Please rewrite the stretch from the line containing "Keypoint guideline: for each instance of the camouflage reed" through the end of the entries, keeping every guideline line unchanged but raising both numbers in each dot coordinate by 43. Leave the pictures out of your copy.

Stored rows:
· · · ·
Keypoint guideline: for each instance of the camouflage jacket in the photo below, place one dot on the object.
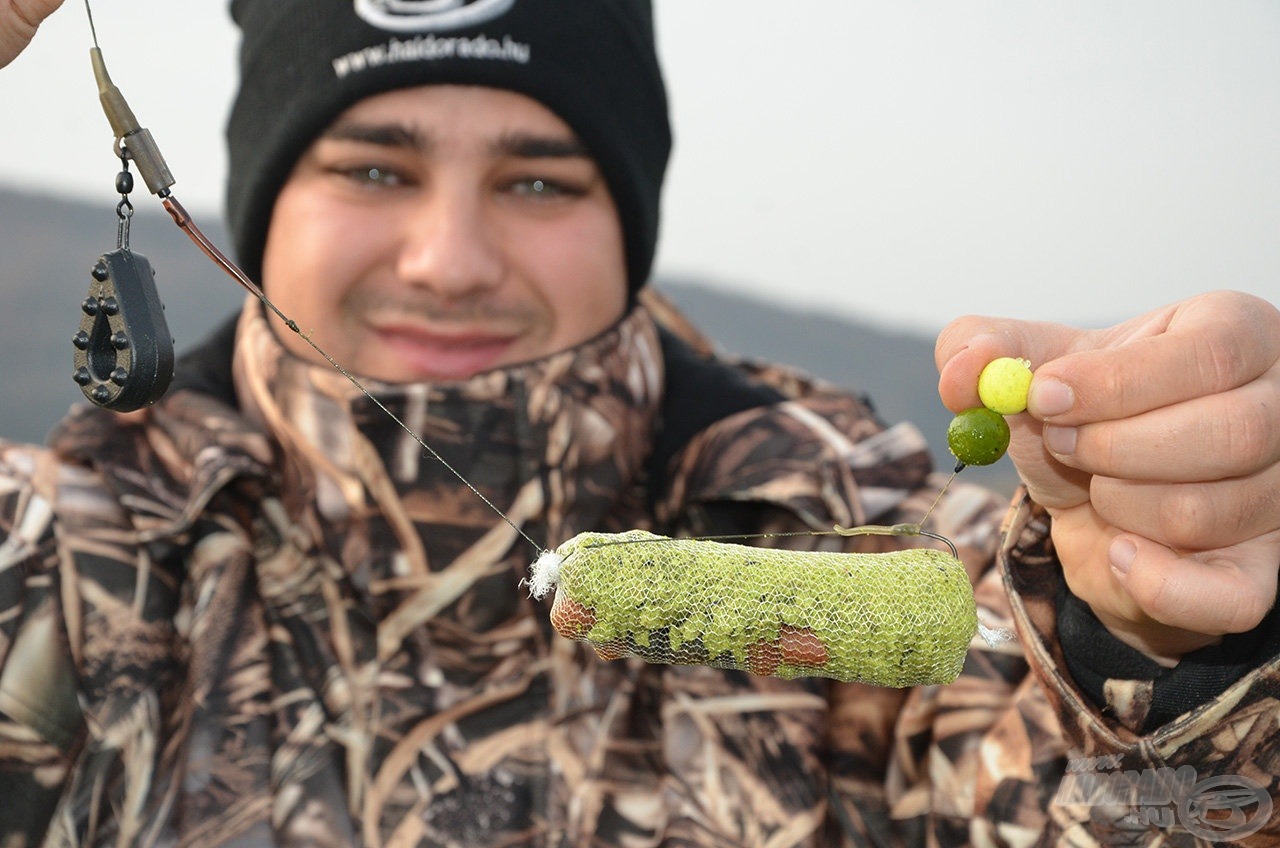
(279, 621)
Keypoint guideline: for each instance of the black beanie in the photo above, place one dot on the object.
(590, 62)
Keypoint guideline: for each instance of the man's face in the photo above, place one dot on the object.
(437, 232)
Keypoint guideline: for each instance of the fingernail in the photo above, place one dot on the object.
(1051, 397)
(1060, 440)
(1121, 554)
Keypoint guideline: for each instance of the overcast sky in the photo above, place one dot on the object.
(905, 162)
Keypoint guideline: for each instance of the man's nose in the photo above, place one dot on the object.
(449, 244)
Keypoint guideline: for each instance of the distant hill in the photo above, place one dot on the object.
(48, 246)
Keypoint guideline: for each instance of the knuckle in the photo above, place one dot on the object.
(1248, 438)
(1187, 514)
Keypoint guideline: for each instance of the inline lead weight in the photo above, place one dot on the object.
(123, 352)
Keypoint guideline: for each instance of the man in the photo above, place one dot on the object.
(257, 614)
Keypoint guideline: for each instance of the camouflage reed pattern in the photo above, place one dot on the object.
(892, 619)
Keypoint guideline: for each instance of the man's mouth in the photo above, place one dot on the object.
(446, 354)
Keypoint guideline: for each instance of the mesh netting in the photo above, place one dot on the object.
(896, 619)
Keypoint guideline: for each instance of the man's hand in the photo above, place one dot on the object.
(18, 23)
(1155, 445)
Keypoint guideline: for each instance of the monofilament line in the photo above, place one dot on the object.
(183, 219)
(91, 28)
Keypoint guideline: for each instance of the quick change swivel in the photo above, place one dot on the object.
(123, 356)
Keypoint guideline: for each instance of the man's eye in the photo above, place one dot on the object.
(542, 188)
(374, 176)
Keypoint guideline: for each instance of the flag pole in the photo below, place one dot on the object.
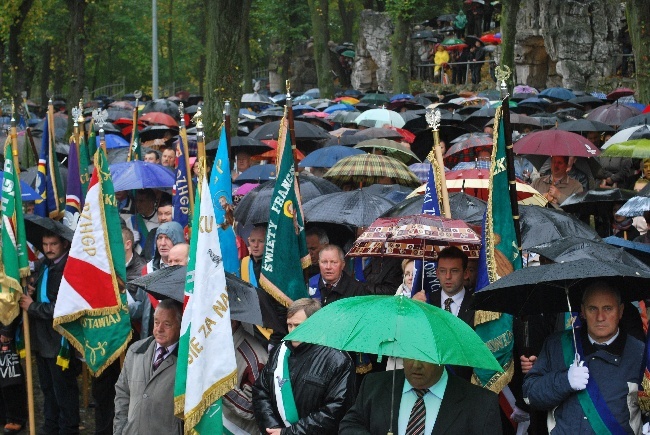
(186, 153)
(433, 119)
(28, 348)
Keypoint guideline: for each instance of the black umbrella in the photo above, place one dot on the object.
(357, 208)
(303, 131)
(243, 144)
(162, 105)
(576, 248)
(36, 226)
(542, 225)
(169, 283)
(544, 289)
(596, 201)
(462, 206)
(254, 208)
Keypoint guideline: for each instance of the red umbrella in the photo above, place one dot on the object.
· · · ·
Response for this exercise:
Keypoint guideline: for each instance of the camouflage reed pattern in the photo above, place one dot on the object.
(935, 662)
Keypoint guideline: for each instance of the man's mouth in the photo above, place one dot on the object.
(489, 397)
Keypoint guideline: for each instance of the mesh netting in the photo above, place one dot on the object.
(939, 662)
Keypoint guideline: for each instance of the man's hand in the photo above, place one dot on the object.
(61, 66)
(1198, 488)
Keypoint guideline: for each instance of the monofilament line in the photo above, place one dot on the object.
(226, 262)
(134, 71)
Keypoint guideline: for each instance of the quick change swivel in the photo above, place one dot on the object.
(166, 399)
Keypoint guideline: for each instance of the man's eye in the photo above, place one dot on the object.
(585, 231)
(417, 219)
Keypoint guideline: for each instance of the flag pole in the photo below, place one dot on the object.
(229, 196)
(476, 162)
(71, 391)
Keypoint guideline: for each instance of the black umbrella in the photo above, place one dot on the object.
(400, 251)
(346, 174)
(286, 187)
(205, 148)
(619, 291)
(79, 269)
(585, 268)
(212, 326)
(587, 332)
(639, 244)
(505, 249)
(297, 251)
Keypoint guideline: for each instance of the red umbrella in the photo above, place one dot on the object.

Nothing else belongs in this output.